= DATA RECORDS =
## Begin

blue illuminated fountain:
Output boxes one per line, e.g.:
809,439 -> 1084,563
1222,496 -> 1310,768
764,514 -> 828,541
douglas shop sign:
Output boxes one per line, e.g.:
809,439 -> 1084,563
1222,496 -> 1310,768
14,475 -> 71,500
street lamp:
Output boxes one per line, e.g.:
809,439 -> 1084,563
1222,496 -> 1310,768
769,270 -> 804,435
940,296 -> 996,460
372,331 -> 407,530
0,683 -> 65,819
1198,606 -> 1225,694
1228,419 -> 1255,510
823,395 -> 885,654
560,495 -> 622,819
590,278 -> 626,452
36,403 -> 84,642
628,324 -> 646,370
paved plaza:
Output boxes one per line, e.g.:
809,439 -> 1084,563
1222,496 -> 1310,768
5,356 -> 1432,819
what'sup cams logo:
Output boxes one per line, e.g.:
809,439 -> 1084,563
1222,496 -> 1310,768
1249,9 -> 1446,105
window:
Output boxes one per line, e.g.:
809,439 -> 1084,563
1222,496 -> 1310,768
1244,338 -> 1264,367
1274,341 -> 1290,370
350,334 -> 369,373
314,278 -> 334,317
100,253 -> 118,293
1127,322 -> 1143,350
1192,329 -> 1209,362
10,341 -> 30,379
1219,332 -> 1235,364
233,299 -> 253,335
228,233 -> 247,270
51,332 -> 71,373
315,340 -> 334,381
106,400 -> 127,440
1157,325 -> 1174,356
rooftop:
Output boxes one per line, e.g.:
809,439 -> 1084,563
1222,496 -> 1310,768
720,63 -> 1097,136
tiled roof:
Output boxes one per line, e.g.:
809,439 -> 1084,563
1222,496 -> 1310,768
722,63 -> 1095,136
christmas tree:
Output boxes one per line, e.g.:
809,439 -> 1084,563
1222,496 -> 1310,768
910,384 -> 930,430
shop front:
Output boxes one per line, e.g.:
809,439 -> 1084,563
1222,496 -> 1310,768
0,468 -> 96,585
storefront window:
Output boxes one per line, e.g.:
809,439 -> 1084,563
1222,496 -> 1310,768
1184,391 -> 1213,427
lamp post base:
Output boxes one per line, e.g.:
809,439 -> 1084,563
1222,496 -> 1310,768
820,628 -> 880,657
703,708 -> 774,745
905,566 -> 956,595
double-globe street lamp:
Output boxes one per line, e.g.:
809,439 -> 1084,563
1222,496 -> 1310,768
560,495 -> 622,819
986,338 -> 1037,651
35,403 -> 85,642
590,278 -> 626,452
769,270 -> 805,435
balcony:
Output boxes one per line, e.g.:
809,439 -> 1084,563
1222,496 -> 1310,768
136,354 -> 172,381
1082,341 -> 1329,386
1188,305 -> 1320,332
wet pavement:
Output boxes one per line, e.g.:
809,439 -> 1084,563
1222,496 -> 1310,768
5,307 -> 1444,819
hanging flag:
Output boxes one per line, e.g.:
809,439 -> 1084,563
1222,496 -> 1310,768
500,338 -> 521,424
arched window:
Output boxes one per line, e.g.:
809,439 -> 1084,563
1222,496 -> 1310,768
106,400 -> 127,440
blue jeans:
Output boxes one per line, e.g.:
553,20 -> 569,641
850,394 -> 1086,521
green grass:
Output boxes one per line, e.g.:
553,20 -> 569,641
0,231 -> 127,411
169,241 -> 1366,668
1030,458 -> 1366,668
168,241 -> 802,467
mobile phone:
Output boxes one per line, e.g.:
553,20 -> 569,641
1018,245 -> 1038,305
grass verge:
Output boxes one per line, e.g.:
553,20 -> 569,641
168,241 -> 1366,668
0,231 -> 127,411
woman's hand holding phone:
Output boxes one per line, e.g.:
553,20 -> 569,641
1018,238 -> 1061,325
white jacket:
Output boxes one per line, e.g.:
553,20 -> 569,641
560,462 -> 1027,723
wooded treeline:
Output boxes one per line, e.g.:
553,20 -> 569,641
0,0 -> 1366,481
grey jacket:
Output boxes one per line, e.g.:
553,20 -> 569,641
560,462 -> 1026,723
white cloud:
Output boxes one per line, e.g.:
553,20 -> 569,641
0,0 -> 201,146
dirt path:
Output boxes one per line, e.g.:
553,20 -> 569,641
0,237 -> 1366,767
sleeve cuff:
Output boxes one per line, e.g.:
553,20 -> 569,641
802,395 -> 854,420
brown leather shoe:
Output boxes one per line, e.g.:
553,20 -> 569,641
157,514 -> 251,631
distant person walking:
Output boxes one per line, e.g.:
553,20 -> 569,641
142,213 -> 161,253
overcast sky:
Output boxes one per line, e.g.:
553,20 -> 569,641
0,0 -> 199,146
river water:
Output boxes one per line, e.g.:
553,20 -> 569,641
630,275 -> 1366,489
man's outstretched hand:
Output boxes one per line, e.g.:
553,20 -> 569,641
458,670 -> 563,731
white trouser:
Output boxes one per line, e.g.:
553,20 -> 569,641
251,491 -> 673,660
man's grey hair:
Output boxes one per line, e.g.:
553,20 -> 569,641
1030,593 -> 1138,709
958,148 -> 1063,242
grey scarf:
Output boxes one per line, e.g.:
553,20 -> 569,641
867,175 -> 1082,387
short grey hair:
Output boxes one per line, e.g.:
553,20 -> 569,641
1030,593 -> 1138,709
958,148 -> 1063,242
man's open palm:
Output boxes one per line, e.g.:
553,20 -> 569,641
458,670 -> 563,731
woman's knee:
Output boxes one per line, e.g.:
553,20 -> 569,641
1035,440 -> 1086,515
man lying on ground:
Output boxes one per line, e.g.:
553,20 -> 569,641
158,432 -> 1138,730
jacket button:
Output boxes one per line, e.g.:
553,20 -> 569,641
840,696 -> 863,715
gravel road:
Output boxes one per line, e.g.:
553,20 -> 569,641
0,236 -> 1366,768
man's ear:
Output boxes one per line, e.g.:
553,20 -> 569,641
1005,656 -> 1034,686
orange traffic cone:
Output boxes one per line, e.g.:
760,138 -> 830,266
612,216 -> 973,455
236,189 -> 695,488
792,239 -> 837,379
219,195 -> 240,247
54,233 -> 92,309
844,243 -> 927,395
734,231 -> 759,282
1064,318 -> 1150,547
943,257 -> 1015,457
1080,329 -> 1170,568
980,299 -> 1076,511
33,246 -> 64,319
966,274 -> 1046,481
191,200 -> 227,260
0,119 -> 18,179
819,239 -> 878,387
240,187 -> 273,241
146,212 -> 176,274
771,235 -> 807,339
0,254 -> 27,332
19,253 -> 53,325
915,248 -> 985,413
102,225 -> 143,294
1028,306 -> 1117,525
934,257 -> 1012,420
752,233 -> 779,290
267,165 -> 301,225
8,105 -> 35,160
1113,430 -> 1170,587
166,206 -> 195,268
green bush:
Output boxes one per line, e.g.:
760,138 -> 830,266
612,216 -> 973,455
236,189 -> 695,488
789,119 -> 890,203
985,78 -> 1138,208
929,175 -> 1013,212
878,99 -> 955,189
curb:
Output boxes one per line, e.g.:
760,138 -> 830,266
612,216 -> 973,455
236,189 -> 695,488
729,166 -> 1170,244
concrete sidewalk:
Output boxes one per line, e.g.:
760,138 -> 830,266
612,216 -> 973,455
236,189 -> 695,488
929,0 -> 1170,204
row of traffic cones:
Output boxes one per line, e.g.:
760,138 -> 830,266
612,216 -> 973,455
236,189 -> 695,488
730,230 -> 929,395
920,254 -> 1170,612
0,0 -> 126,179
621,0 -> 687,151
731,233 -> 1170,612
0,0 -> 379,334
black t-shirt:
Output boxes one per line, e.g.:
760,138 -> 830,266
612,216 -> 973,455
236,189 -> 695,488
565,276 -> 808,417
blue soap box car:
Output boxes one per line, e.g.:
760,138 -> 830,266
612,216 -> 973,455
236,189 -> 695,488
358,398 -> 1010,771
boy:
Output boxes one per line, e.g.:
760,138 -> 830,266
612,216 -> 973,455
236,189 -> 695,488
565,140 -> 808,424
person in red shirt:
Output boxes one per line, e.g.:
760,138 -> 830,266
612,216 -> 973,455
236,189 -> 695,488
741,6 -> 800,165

## End

= YOUR INSTRUCTIONS =
Could you rewrite everything from the line containing "row of traffic" down to the end of the rows as a Markdown table with the columns No. and Line, numbering each line and leaving out any blank lines?

= FINAL RESULT =
| No. | Line |
|---|---|
| 1 | row of traffic cones: |
| 2 | Output boxes one per line, e.g.: |
| 3 | 760,138 -> 830,266 |
| 4 | 612,216 -> 973,455 |
| 5 | 236,189 -> 695,488 |
| 6 | 730,230 -> 929,395 |
| 7 | 920,254 -> 1170,612 |
| 8 | 0,0 -> 126,179 |
| 9 | 621,0 -> 687,151 |
| 10 | 731,233 -> 1170,612 |
| 11 | 0,0 -> 379,334 |
| 12 | black t-shirt: |
| 13 | Output boxes one per line, e.g.: |
| 14 | 760,138 -> 830,266 |
| 15 | 612,216 -> 973,455 |
| 16 | 236,189 -> 695,488 |
| 17 | 565,276 -> 808,417 |
| 18 | blue soap box car: |
| 19 | Output boxes one per line, e.g.: |
| 20 | 760,138 -> 830,266 |
| 21 | 612,216 -> 973,455 |
| 22 | 236,189 -> 695,488 |
| 23 | 358,398 -> 1010,771 |
| 24 | boy: |
| 25 | Output boxes one per line, e.g.: |
| 26 | 760,138 -> 830,266 |
| 27 | 612,216 -> 973,455 |
| 28 | 236,189 -> 695,488 |
| 29 | 565,140 -> 808,424 |
| 30 | person in red shirt: |
| 31 | Output boxes one per line, e.g.: |
| 32 | 760,138 -> 830,266 |
| 33 | 612,216 -> 973,455 |
| 34 | 236,189 -> 695,488 |
| 35 | 741,6 -> 800,165 |